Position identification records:
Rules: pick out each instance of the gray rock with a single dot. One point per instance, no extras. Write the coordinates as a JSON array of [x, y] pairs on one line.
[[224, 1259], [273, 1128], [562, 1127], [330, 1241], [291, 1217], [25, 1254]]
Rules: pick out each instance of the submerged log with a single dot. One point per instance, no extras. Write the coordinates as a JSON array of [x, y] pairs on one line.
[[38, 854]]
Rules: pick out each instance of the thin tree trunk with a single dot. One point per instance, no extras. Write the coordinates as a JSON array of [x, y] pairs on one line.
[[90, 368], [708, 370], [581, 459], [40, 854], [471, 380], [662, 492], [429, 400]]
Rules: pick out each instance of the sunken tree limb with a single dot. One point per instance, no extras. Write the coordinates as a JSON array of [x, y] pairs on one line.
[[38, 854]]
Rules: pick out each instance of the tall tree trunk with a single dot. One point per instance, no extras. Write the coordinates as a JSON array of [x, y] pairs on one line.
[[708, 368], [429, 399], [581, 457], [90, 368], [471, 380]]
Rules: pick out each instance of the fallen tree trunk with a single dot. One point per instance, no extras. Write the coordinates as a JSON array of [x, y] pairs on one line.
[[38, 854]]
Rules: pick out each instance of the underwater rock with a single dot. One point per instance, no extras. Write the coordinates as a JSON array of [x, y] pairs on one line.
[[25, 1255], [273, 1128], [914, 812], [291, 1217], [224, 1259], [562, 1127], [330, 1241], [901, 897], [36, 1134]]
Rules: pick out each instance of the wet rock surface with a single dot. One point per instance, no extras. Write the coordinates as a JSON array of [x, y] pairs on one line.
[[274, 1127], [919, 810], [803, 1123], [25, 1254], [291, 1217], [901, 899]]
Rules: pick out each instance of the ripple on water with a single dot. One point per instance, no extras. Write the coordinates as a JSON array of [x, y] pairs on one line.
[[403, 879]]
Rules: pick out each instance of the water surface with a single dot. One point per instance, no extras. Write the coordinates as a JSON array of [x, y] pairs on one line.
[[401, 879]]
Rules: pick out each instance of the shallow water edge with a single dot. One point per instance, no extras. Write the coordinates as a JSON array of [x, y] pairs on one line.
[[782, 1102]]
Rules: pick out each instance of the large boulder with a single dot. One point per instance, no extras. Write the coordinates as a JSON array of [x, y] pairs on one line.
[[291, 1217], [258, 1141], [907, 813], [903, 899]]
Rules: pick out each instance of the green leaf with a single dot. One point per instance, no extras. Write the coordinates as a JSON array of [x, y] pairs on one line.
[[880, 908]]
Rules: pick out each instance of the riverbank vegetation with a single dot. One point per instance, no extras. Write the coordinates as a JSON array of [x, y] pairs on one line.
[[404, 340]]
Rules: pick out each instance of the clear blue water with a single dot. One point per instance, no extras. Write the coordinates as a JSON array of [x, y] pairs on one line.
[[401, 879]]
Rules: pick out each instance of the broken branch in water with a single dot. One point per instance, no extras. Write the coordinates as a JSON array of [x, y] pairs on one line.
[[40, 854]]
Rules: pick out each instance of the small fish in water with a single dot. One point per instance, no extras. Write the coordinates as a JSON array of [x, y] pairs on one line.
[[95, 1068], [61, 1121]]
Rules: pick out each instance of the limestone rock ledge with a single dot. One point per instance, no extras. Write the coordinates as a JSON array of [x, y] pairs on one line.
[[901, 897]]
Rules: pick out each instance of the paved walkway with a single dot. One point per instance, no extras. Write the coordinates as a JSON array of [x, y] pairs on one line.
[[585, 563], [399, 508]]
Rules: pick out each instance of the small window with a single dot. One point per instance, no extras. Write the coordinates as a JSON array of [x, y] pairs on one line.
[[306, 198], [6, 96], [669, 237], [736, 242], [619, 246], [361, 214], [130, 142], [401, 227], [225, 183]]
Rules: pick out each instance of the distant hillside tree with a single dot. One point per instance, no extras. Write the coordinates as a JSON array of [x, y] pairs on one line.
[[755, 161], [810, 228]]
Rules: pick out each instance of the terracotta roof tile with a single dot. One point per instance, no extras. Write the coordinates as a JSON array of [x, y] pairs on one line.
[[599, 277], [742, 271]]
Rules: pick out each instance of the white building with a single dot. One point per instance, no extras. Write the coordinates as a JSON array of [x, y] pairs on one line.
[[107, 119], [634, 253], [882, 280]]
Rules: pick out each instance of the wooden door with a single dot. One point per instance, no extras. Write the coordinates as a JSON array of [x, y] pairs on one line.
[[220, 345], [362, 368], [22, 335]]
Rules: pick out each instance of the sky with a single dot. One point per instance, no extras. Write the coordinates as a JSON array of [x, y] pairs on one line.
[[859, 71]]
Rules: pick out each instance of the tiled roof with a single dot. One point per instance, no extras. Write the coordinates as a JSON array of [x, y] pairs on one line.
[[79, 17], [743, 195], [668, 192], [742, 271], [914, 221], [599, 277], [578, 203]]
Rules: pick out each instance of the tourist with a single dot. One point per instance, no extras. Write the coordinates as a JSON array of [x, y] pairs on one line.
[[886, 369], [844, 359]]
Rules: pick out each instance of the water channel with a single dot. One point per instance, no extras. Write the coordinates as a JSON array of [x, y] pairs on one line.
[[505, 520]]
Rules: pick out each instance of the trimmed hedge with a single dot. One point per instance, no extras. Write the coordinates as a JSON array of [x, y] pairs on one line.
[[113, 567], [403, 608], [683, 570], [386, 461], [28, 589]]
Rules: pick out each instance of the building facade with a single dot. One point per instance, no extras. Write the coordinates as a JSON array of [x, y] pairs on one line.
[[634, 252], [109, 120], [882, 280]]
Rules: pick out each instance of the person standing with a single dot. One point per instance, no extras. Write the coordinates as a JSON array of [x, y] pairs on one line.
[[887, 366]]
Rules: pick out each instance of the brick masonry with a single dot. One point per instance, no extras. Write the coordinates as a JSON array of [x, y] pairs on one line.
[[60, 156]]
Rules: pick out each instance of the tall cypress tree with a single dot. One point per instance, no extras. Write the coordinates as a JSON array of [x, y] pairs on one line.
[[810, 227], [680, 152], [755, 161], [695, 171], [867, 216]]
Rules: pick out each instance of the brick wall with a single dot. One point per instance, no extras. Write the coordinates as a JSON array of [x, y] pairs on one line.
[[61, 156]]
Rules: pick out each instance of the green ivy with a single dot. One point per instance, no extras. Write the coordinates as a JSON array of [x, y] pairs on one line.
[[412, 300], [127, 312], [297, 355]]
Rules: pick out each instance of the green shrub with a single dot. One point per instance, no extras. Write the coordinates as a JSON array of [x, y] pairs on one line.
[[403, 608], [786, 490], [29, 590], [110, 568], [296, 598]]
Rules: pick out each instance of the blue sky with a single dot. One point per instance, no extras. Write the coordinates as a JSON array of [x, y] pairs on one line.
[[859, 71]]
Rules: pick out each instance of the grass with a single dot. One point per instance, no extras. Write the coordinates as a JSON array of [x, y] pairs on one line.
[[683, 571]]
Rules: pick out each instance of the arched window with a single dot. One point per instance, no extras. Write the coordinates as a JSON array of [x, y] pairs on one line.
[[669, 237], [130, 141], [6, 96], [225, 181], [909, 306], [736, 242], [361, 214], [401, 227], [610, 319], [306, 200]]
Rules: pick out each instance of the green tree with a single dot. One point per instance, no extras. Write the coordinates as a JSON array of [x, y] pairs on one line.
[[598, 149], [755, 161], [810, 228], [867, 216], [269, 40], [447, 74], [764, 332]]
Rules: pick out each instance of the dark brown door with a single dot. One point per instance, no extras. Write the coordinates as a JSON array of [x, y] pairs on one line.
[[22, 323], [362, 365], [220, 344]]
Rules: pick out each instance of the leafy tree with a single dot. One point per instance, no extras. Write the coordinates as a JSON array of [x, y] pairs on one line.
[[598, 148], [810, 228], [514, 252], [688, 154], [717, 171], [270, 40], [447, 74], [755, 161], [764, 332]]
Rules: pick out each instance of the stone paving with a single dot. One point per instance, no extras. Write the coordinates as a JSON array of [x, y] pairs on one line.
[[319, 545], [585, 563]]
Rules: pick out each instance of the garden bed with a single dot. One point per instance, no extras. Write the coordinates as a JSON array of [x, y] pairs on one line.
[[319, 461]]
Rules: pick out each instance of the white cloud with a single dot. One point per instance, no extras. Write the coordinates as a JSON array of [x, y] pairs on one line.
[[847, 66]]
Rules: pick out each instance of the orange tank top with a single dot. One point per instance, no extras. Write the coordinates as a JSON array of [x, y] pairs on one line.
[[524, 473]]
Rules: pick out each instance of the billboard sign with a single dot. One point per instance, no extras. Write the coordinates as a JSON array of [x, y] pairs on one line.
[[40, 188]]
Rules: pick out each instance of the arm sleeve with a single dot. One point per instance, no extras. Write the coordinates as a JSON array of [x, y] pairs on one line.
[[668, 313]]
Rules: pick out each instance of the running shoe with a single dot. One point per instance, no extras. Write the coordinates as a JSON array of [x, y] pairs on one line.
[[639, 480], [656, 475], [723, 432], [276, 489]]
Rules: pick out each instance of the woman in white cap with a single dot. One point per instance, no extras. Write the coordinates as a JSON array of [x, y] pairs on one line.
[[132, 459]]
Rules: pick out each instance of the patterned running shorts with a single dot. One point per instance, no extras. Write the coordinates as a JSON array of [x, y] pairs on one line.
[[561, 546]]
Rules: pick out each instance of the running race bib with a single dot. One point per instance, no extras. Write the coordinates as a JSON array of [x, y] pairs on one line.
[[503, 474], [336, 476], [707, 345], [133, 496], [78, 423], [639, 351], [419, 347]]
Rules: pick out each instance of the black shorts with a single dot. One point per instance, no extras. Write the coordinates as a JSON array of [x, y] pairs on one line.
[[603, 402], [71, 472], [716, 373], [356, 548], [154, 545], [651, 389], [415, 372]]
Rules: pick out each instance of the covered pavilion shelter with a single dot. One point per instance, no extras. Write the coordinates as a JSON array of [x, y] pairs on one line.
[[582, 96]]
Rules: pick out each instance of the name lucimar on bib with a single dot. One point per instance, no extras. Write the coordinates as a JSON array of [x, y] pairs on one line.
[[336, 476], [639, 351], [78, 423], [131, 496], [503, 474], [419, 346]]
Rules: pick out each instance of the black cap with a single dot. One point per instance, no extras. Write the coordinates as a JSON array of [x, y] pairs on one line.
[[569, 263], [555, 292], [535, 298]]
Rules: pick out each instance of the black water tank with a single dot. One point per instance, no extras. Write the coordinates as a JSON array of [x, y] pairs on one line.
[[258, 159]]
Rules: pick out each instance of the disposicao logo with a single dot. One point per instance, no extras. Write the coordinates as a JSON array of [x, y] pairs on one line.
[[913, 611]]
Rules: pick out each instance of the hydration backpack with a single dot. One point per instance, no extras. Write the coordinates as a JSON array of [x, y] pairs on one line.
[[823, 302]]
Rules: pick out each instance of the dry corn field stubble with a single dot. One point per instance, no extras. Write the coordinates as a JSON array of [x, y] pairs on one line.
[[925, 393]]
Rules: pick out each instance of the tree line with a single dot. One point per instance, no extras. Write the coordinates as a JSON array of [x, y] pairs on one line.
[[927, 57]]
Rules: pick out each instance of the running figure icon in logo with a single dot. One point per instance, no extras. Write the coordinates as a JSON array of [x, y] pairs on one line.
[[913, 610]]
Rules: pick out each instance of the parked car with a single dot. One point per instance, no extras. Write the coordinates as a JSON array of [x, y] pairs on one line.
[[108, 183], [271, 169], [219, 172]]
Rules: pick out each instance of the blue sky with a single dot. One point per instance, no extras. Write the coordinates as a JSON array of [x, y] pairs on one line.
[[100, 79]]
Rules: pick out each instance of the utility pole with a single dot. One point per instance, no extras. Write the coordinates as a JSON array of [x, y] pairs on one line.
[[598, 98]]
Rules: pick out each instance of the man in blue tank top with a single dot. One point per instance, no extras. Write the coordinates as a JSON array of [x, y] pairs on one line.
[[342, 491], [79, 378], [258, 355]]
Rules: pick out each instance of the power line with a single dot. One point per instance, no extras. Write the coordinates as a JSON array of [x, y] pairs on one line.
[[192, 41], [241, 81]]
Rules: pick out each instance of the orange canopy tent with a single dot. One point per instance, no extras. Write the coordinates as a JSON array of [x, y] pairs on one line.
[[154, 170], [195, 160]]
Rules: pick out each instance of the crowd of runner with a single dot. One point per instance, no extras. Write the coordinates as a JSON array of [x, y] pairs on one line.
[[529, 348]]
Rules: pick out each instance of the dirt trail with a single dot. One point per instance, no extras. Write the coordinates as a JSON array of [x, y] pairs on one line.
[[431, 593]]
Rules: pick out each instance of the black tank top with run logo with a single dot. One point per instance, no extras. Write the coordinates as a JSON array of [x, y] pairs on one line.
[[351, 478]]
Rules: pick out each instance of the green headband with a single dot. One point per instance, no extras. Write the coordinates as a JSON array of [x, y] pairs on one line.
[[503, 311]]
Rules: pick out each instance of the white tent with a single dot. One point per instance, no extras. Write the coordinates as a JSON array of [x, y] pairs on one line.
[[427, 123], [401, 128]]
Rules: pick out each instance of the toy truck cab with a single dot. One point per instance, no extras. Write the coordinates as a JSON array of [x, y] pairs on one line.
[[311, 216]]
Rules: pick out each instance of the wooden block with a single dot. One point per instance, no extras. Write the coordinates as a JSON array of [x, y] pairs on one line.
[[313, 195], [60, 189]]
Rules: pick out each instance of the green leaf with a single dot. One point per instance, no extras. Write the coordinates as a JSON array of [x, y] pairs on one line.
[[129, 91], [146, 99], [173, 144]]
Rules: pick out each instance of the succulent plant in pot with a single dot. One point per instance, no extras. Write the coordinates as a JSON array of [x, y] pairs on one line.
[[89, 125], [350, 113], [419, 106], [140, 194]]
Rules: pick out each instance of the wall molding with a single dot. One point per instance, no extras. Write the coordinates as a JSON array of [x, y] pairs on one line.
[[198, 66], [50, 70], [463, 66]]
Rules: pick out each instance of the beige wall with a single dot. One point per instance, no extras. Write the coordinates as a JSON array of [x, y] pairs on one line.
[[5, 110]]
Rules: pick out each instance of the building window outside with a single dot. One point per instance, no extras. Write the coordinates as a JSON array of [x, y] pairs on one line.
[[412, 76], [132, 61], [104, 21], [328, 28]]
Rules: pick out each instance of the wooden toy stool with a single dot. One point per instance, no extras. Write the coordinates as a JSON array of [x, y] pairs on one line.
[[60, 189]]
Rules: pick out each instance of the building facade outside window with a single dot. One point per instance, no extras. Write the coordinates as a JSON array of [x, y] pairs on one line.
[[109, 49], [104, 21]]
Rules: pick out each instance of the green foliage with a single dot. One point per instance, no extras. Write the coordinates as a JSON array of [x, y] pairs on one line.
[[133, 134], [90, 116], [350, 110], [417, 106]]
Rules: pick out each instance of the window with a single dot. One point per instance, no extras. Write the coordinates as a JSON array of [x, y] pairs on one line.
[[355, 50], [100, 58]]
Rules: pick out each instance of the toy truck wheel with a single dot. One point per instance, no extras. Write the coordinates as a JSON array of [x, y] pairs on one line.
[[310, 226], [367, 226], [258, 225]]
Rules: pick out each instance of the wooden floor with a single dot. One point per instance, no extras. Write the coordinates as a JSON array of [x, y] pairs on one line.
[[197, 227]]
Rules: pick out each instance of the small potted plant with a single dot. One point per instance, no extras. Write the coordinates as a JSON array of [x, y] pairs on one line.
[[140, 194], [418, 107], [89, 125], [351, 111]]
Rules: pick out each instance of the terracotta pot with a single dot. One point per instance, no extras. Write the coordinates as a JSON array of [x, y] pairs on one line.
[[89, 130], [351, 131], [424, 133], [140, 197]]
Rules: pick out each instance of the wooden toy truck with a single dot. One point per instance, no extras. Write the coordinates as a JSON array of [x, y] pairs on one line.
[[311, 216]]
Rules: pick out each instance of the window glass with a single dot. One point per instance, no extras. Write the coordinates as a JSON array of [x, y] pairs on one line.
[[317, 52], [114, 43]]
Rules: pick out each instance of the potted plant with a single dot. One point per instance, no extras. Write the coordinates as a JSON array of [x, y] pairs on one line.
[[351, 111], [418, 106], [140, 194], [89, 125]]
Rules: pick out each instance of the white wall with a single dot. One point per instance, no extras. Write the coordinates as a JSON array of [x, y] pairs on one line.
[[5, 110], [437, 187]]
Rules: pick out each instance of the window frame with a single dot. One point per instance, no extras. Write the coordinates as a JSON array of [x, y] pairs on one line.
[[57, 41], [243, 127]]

### Given task
All lines from the line containing "Rules: pick out each instance of the window glass" through the end of the listing above are to be duplicated exactly; include both ends and nothing further.

### Reply
Rules: pick out each instance of the window glass with a single dot. One point per instance, no extras. Write the coordinates as a JSON array of [x, y] pairs on one line.
[[317, 52], [114, 43]]
Rules: pick out each instance of the potted plant with a single dot. One point per instance, no extras. Write the coordinates as a JSON array of [x, y] pairs on one line.
[[351, 111], [418, 106], [140, 194], [89, 125]]
Rules: pick out each instance of the white wall with a single dot. One point per instance, no extras. Write the coordinates as a JSON array of [x, y] pairs on one line.
[[5, 110], [437, 187]]
Rules: pick out each instance of the window frame with a single dot. One point per instance, no extras. Write the coordinates as a JSON array of [x, y] pairs on one line.
[[57, 41], [243, 127]]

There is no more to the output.